About this task
Output every entry exactly as written, but omit the pictures.

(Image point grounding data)
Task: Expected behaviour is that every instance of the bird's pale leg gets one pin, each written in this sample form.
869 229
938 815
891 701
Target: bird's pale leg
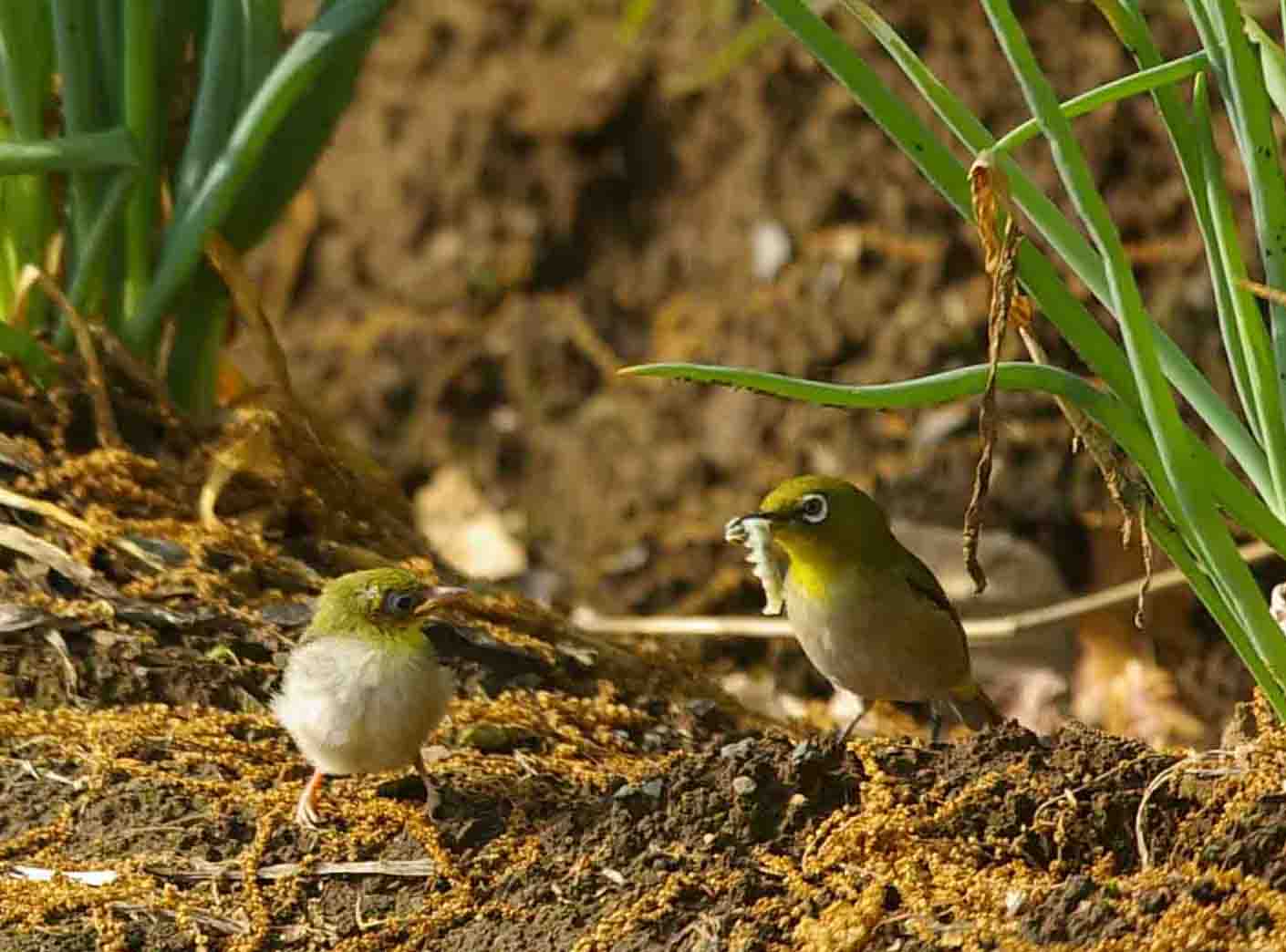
306 811
432 799
935 726
862 711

Solution to this task
Task: Expected behaviour is that every instance of the bird's pale leg gets one pin, each written in this sample form.
869 229
938 815
891 701
Target: bird's pale leg
306 811
432 799
935 726
862 711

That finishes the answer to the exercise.